Have you ever wondered why college tuition keeps climbing, healthcare bills grow bigger, and concert tickets cost a small fortune—even though these experiences don’t necessarily feel any fancier than they did years ago? It’s not just inflation or greed. It’s something economists call Baumol’s Cost Disease, and once you understand it, a lot of modern price puzzles start to make sense.
The idea was first introduced in the 1960s by economists William Baumol and William Bowen (I always wondered, at this point, why didn’t they call it the Williams’ Cost Disease. Why did they have to leave a guy out?). They noticed a strange trend: in industries like manufacturing, technology kept making workers more efficient. Machines, automation, and better processes meant factories could produce more goods for less money over time. But in fields like performing arts, education, and healthcare, productivity barely budged. After all, no matter how much technology we invent, a Beethoven string quartet still takes four musicians playing for about 30 minutes—there’s no “speeding it up” without losing the magic. Teaching a student or caring for a patient also requires the same basic amount of human attention as it did decades ago.

*Excerpts from a dataset*.
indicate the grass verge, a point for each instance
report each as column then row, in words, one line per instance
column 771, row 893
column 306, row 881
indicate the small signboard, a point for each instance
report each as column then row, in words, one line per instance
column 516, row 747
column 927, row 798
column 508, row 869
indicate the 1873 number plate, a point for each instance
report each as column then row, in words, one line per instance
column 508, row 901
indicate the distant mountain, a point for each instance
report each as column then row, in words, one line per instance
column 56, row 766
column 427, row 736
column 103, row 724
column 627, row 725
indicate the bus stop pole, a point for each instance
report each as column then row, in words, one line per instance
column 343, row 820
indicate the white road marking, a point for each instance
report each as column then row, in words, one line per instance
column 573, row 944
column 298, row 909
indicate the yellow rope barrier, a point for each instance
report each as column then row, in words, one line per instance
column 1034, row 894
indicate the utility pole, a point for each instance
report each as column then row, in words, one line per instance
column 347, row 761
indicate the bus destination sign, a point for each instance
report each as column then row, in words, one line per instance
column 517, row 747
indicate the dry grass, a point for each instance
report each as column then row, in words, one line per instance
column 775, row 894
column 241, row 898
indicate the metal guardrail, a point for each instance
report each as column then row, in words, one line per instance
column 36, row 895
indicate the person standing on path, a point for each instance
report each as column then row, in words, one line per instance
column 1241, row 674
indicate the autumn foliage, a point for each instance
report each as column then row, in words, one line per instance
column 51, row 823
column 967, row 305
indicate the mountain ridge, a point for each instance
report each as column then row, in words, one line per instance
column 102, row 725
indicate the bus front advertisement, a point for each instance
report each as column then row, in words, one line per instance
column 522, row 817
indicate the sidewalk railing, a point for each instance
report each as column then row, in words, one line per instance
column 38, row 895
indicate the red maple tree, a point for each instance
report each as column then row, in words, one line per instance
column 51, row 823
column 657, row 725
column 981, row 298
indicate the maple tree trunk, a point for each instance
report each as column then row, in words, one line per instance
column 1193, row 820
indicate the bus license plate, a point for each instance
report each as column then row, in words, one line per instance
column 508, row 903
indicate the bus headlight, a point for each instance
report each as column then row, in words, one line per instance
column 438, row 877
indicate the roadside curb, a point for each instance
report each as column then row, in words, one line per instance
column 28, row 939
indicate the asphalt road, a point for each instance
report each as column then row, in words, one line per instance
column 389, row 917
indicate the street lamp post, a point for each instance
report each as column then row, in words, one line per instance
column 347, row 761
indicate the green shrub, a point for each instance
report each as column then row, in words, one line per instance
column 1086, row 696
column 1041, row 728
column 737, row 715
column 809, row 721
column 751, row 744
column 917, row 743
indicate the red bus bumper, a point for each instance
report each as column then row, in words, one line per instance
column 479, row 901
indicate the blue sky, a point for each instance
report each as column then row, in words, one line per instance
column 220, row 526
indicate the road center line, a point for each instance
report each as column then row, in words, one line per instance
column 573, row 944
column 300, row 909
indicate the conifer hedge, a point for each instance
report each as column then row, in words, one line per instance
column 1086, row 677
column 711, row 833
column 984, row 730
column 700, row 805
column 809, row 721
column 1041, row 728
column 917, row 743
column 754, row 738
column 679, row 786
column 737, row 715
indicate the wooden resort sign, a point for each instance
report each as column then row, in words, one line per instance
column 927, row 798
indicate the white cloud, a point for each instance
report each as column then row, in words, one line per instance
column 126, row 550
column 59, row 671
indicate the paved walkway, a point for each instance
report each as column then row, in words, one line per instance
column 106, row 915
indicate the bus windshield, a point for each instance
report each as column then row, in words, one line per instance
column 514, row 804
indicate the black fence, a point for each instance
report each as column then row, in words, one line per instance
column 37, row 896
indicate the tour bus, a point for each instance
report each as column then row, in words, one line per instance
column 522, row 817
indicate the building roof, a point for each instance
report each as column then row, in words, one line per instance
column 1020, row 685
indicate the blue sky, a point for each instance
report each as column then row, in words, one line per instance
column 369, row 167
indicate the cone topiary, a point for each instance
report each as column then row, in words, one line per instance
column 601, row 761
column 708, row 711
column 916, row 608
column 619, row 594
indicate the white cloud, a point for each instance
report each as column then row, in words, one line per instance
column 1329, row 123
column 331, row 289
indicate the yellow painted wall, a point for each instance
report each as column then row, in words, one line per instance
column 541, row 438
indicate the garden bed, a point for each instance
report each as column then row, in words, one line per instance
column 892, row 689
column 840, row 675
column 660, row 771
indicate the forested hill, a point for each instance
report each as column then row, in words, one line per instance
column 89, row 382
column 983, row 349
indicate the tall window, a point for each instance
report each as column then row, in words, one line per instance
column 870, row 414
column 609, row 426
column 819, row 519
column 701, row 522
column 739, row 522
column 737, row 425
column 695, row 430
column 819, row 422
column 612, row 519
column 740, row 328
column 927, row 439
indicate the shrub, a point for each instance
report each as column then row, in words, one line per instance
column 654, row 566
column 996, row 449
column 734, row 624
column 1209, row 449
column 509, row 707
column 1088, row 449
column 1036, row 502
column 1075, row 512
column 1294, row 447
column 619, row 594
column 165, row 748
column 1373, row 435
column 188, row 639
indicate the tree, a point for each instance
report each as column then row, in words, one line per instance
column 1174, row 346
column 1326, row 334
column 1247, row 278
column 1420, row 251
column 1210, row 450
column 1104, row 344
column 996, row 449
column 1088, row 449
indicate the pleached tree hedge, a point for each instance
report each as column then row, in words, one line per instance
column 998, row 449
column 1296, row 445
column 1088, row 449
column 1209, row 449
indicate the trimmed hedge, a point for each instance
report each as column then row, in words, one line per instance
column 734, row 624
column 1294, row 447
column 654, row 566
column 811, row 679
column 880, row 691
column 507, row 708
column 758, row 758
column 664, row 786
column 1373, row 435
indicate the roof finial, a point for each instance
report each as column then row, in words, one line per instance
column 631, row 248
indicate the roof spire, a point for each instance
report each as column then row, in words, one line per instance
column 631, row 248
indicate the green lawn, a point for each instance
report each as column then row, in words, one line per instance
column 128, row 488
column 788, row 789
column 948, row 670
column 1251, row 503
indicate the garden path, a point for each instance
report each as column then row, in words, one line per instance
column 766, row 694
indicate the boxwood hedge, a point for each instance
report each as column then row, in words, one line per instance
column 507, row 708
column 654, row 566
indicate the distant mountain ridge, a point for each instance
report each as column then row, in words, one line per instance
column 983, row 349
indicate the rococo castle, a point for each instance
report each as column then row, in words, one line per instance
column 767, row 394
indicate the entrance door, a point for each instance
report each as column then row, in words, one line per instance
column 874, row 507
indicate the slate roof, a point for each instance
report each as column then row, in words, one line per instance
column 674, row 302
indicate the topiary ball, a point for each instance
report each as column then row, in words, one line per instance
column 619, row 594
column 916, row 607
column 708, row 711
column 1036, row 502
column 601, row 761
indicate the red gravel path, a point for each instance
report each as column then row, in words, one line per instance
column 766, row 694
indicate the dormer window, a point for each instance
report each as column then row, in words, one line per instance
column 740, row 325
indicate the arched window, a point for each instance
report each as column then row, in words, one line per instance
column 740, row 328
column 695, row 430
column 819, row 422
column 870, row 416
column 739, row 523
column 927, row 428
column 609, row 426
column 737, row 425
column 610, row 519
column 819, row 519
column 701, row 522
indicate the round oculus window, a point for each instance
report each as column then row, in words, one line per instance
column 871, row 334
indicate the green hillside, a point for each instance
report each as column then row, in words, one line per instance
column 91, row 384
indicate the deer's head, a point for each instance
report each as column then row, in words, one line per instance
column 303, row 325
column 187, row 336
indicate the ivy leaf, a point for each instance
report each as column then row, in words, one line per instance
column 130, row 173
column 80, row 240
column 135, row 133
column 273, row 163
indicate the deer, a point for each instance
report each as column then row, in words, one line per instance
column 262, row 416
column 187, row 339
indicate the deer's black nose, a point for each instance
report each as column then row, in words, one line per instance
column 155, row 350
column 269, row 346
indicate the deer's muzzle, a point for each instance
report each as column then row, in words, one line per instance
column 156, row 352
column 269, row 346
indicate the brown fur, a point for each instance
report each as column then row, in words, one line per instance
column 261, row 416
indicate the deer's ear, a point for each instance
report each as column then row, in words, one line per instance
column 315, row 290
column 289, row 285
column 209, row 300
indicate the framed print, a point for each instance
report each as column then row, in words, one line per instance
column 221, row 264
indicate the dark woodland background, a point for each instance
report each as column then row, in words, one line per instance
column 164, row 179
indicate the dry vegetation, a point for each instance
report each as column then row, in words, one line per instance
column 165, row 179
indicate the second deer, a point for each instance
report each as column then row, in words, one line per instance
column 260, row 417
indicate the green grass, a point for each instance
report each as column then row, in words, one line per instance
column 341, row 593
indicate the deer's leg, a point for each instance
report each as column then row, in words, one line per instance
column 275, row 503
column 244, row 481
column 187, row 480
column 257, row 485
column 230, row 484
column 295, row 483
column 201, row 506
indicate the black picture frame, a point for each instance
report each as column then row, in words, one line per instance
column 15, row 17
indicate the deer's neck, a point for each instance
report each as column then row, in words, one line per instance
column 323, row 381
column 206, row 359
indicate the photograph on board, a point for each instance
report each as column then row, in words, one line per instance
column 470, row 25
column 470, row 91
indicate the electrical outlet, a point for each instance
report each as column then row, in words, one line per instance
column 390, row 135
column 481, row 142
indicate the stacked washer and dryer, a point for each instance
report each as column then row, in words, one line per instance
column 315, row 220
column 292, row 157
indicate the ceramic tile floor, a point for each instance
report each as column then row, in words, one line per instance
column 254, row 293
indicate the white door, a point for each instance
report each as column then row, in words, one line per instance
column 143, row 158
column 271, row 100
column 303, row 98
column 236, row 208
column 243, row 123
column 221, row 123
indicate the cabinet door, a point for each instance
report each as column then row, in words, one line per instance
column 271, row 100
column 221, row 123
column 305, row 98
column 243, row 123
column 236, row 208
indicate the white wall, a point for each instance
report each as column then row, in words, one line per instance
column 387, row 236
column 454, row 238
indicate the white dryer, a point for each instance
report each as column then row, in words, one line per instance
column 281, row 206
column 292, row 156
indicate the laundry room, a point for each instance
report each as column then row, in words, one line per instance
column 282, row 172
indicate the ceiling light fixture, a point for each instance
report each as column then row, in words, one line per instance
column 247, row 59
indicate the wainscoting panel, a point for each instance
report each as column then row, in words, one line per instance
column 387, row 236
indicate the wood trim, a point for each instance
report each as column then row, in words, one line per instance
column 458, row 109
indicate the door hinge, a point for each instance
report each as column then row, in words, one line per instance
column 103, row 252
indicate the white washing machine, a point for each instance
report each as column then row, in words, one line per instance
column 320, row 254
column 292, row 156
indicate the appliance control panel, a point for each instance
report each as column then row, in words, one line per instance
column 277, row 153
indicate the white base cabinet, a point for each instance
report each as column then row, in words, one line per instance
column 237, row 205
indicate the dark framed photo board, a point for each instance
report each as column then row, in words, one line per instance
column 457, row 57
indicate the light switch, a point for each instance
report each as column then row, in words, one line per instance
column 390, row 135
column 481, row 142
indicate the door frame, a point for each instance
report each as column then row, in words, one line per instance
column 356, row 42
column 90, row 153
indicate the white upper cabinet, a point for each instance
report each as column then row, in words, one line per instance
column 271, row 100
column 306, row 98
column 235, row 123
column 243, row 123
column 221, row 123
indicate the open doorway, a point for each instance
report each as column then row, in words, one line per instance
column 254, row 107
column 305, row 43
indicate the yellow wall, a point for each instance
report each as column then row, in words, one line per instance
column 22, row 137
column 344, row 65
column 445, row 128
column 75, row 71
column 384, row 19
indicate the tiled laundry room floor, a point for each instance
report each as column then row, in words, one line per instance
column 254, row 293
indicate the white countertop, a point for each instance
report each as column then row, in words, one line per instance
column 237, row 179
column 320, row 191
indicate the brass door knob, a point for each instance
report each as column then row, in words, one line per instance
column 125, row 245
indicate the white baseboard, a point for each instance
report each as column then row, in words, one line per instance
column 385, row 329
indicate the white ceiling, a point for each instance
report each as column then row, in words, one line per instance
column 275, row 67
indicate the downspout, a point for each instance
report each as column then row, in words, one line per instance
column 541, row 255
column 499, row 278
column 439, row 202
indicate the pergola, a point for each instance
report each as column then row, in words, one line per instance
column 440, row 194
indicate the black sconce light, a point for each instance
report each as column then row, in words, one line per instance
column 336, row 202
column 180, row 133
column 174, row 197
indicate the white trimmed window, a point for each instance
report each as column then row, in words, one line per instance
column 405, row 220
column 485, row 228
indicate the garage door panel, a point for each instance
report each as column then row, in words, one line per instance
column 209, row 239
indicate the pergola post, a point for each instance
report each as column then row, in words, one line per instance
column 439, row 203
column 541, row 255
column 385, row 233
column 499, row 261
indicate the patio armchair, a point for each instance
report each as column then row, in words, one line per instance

*What to produce*. Continue the text on Baumol's Cost Disease from where it stops.

*Response area*.
Here’s where the “disease” kicks in: even though a teacher or musician isn’t producing “more” in less time, they still need to be paid a competitive salary to keep up with rising wages elsewhere. If factory workers are making more money thanks to higher productivity, then teachers and nurses must also get paid more—even if their output (students taught, patients treated) hasn’t changed. Otherwise, no one would want those jobs! So their services get more expensive even though they aren’t producing more.
Baumol’s Cost Disease explains a lot about today’s economy. It’s why sectors like healthcare, education, childcare, and the arts keep becoming relatively more costly compared to things like electronics or cars, which have gotten cheaper and better. It’s not because those service sectors are “wasting money”—it’s simply because human-centered work doesn’t scale up like machines do. Understanding this hidden economic force helps us rethink how we value essential professions that rely on the irreplaceable human touch.